DOKUMEN SUMBER —
■ ■ ■

Peran Orang Tua dalam Mendidik Generasi Qurani
Perkembangan zaman, ilmu pengetahuan, teknologi dan industri yang begitu cepat telah membuat tantangan hidup semakin berat. Zaman yang kita kenal dengan era 4.0 ini dimulai sejak 2011 ditandai meningkatnya konektivitas dan interaksi antara manusia, mesin, dan sumber daya lainnya yang semakin konvergen melalui teknologi informasi dan komunikasi. Dengan kata lain, ciri khas era 4.0 ini sudah terintegrasi dengan internet (internet of things).
Perubahan zaman pun sangat berpengaruh pada pola perilaku dan akhlak putra-putri kita sebagai generasi penerus umat di masa depan. Hal ini sangatlah logis, karena peristiwa apapun di belahan bumi manapun akan semakin mudah diakses dengan kemajuan teknologi informasi.
Baca : Inilah 14 Kemesraan Nabi Muhammad saw
Pengaruh budaya asing, yang positif maupun yang negatif pun akan dengan mudah masuk dan diserap oleh anak-anak. Maka tak heran jika sebagai orang tua, kita khawatir dengan masa depan generasinya.
Fenomena seperti itu sesungguhnya telah diprediksi oleh Rasulullah shallallahu ‘alaihi wasallam sekitar 14 abad silam. Karenanya Rasulullah shallallahu ‘alaihi wasallam berpesan kepada kita,
“Aku tinggalkan dua perkara yang kalian tidak akan tersesat selama kalian berpegang teguh dengan keduanya yaitu Kitabullah dan Sunnahku”. (HR. Al-Hakim)

■ ■ ■

TUGAS 1 — Tentukan apakah setiap pernyataan berikut sesuai dengan dokumen sumber, lalu jawab ya atau tidak dengan mengutip kata-kata dokumen yang menentukan: (a) Era 4.0 dimulai sejak 2011. (b) Rasulullah memprediksi fenomena tersebut sekitar 10 abad silam. (c) Budaya asing yang masuk dan diserap anak-anak hanya yang negatif.
TUGAS 2 — Tulis lanjutan tulisan tentang peran orang tua dalam mendidik generasi Qurani, mulai setelah kalimat terakhirnya.
Materi yang menyusul merupakan bahan tersendiri dan terpisah dari dokumen sumber.

DATA SUMBER —
■ ■ ■

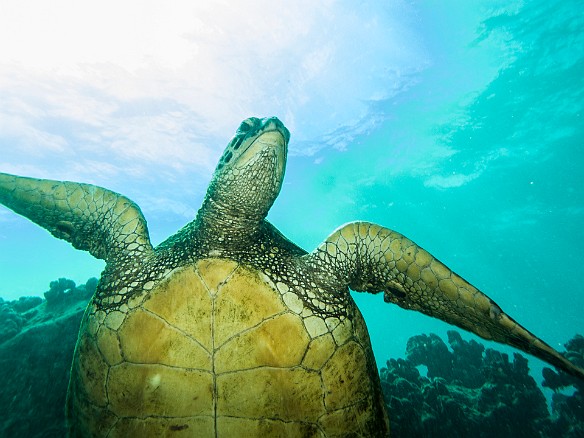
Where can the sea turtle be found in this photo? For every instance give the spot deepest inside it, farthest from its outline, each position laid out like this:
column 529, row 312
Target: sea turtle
column 227, row 328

■ ■ ■

JAWABAN YANG DIHARAPKAN 1 —
(a) Ya: "Zaman yang kita kenal dengan era 4.0 ini dimulai sejak 2011"
(b) Tidak: "sekitar 14 abad silam"
(c) Tidak: "Pengaruh budaya asing, yang positif maupun yang negatif pun akan dengan mudah masuk dan diserap oleh anak-anak."

JAWABAN YANG DIHARAPKAN 2 —
Jika merujuk pada sabda Rasulullah shallallahu ‘alaihi wasallam, para orangtua sesungguhnya tidak perlu khawatir dengan perkembangan serta perubahan zaman yang terjadi. Kekhawatiran ini sebagai perwujudan perhatian orang tua kepada anaknya. Pak Cah dalam bukunya Wonderful Family juga menguatkan bahwa orang tua dalam wonderful family, tidak akan membiarkan anak anaknya terlantar tanpa ada perhatian.
Bentuk perhatian tersebut diantaranya adalah menjadikan putra-putri kita sebagai generasi qurani. Yakni, generasi yang menjadikan Al Quran sebagai pedoman hidup mereka, meyakini kebenaran Al Quran, membaca dan memahaminya dengan benar dan baik, serta mengamalkannya dalam seluruh aspek kehidupan mereka. Generasi inilah yang menjadi idaman bagi umat Islam kapan dan di mana pun mereka hidup dan berada.
Generasi Qurani merupakan impian dan doa setiap orang tua kepada anak-anaknya. Berbagai cara akan mereka tempuh untuk menjadikan anak-anaknya menjadi sholih dan sholihah. Hal ini juga sesuai Dalam buku Attibyan, adab penghafal Al Quran, disampaikan Seseorang seyogyanya menghiasi diri dengan kebaikan kebaikan yang dituntunkan oleh syariat. Sikap dan sifat terpuji lagi diridhoi.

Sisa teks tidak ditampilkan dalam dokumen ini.